How to Use

Run the benchmark locally or via GitHub Actions.

Quick Start

# Clone and set up
git clone https://github.com/intent-bench/intent-bench.git
cd intent-bench
make setup

# Validate an experiment
bash bench.sh validate url-shortener

# Run a single experiment (control condition, 1 run)
bash bench.sh run url-shortener --condition control --runs 1

# Run with treatment
bash bench.sh run url-shortener --condition treatment --runs 1

# Analyze results
make analyze

Multi-Model Runs

Use the --agent and --model flags to benchmark different models:

# Claude Code (default)
bash bench.sh run url-shortener --condition control \
    --agent claude-code --model claude-sonnet-4-20250514

# OpenAI via aider
bash bench.sh run url-shortener --condition control \
    --agent aider --model openai/gpt-4o

# Local Ollama model via aider
bash bench.sh run url-shortener --condition control \
    --agent aider --model ollama/llama3

GitHub Actions

The benchmark can also be triggered via workflow_dispatch in the GitHub Actions UI. Select the experiment, condition, agent, model, and number of runs. Results are submitted as a pull request automatically.

→ **THE DATA**
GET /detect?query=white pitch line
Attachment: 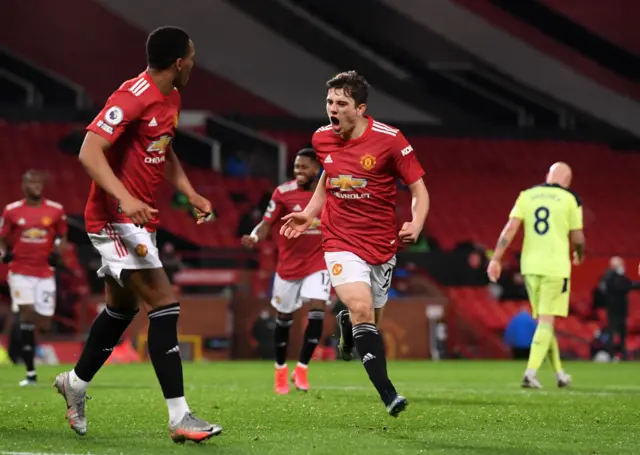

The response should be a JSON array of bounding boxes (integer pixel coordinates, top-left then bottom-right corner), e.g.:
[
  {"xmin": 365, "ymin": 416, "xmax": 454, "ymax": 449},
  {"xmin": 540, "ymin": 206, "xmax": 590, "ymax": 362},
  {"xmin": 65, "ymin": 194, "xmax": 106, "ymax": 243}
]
[{"xmin": 0, "ymin": 450, "xmax": 96, "ymax": 455}]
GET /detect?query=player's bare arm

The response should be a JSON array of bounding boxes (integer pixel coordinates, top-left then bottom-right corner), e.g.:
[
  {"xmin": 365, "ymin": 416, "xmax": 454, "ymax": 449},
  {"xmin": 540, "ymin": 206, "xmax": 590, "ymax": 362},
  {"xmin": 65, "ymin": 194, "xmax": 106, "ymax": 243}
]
[
  {"xmin": 241, "ymin": 220, "xmax": 273, "ymax": 248},
  {"xmin": 398, "ymin": 178, "xmax": 430, "ymax": 243},
  {"xmin": 78, "ymin": 131, "xmax": 158, "ymax": 225},
  {"xmin": 569, "ymin": 229, "xmax": 584, "ymax": 266},
  {"xmin": 164, "ymin": 147, "xmax": 213, "ymax": 224},
  {"xmin": 280, "ymin": 172, "xmax": 327, "ymax": 239},
  {"xmin": 487, "ymin": 218, "xmax": 522, "ymax": 283}
]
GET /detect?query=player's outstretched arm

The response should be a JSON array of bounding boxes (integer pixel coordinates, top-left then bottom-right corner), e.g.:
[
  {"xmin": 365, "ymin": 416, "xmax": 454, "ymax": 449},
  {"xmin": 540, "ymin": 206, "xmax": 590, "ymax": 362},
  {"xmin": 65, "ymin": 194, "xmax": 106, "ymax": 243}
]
[
  {"xmin": 398, "ymin": 178, "xmax": 430, "ymax": 243},
  {"xmin": 569, "ymin": 229, "xmax": 586, "ymax": 265},
  {"xmin": 241, "ymin": 220, "xmax": 272, "ymax": 248},
  {"xmin": 303, "ymin": 172, "xmax": 327, "ymax": 219},
  {"xmin": 487, "ymin": 218, "xmax": 522, "ymax": 283},
  {"xmin": 280, "ymin": 172, "xmax": 327, "ymax": 239}
]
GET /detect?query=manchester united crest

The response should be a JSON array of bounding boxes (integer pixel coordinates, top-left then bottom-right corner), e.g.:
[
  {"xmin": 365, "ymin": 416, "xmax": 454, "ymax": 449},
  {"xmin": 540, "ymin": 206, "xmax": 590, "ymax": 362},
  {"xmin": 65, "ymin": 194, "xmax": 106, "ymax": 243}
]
[
  {"xmin": 360, "ymin": 153, "xmax": 376, "ymax": 171},
  {"xmin": 136, "ymin": 243, "xmax": 149, "ymax": 258}
]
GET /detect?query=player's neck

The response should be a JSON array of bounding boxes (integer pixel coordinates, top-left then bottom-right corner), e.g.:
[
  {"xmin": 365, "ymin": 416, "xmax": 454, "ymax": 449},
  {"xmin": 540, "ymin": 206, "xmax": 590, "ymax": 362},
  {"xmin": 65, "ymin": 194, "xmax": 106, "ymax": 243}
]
[
  {"xmin": 341, "ymin": 117, "xmax": 369, "ymax": 141},
  {"xmin": 147, "ymin": 68, "xmax": 174, "ymax": 96}
]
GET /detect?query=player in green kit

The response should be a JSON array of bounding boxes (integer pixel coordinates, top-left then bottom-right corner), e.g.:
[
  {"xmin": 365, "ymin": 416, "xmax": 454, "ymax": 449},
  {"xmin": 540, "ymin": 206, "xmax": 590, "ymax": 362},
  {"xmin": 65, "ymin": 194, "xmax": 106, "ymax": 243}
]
[{"xmin": 487, "ymin": 163, "xmax": 585, "ymax": 389}]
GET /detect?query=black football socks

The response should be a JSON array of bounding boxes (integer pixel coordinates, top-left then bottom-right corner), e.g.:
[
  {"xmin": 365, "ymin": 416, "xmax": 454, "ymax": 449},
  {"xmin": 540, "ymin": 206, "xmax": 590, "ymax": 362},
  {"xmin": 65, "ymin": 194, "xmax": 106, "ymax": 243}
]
[
  {"xmin": 273, "ymin": 313, "xmax": 293, "ymax": 366},
  {"xmin": 353, "ymin": 322, "xmax": 398, "ymax": 406},
  {"xmin": 300, "ymin": 310, "xmax": 324, "ymax": 365},
  {"xmin": 73, "ymin": 307, "xmax": 138, "ymax": 382}
]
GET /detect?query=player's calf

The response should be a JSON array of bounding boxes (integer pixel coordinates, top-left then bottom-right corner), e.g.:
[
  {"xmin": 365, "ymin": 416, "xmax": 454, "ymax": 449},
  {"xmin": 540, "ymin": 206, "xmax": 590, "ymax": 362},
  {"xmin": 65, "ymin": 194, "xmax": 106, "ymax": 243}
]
[
  {"xmin": 273, "ymin": 312, "xmax": 293, "ymax": 395},
  {"xmin": 291, "ymin": 300, "xmax": 324, "ymax": 392}
]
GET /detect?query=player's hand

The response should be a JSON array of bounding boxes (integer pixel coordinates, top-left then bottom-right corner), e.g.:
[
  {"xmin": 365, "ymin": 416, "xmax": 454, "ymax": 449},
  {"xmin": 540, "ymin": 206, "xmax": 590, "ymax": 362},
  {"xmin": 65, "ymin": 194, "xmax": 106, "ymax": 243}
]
[
  {"xmin": 398, "ymin": 222, "xmax": 421, "ymax": 243},
  {"xmin": 571, "ymin": 251, "xmax": 584, "ymax": 270},
  {"xmin": 189, "ymin": 193, "xmax": 213, "ymax": 224},
  {"xmin": 240, "ymin": 235, "xmax": 258, "ymax": 248},
  {"xmin": 280, "ymin": 211, "xmax": 314, "ymax": 239},
  {"xmin": 120, "ymin": 197, "xmax": 158, "ymax": 226},
  {"xmin": 487, "ymin": 259, "xmax": 502, "ymax": 283}
]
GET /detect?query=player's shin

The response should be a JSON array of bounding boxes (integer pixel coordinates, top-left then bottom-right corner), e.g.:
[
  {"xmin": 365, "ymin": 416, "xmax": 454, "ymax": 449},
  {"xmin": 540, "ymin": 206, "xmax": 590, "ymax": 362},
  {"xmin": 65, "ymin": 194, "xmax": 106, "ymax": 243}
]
[
  {"xmin": 353, "ymin": 322, "xmax": 398, "ymax": 406},
  {"xmin": 273, "ymin": 313, "xmax": 293, "ymax": 367},
  {"xmin": 70, "ymin": 307, "xmax": 138, "ymax": 391},
  {"xmin": 299, "ymin": 309, "xmax": 324, "ymax": 366},
  {"xmin": 148, "ymin": 302, "xmax": 189, "ymax": 425},
  {"xmin": 20, "ymin": 322, "xmax": 36, "ymax": 381}
]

→ **THE PROBLEM**
Copy the passage of the benchmark usage guide from "Quick Start" up to and including "condition, 1 run)".

→ **RESULT OF THE EXERCISE**
Quick Start

# Clone and set up
git clone https://github.com/intent-bench/intent-bench.git
cd intent-bench
make setup

# Validate an experiment
bash bench.sh validate url-shortener

# Run a single experiment (control condition, 1 run)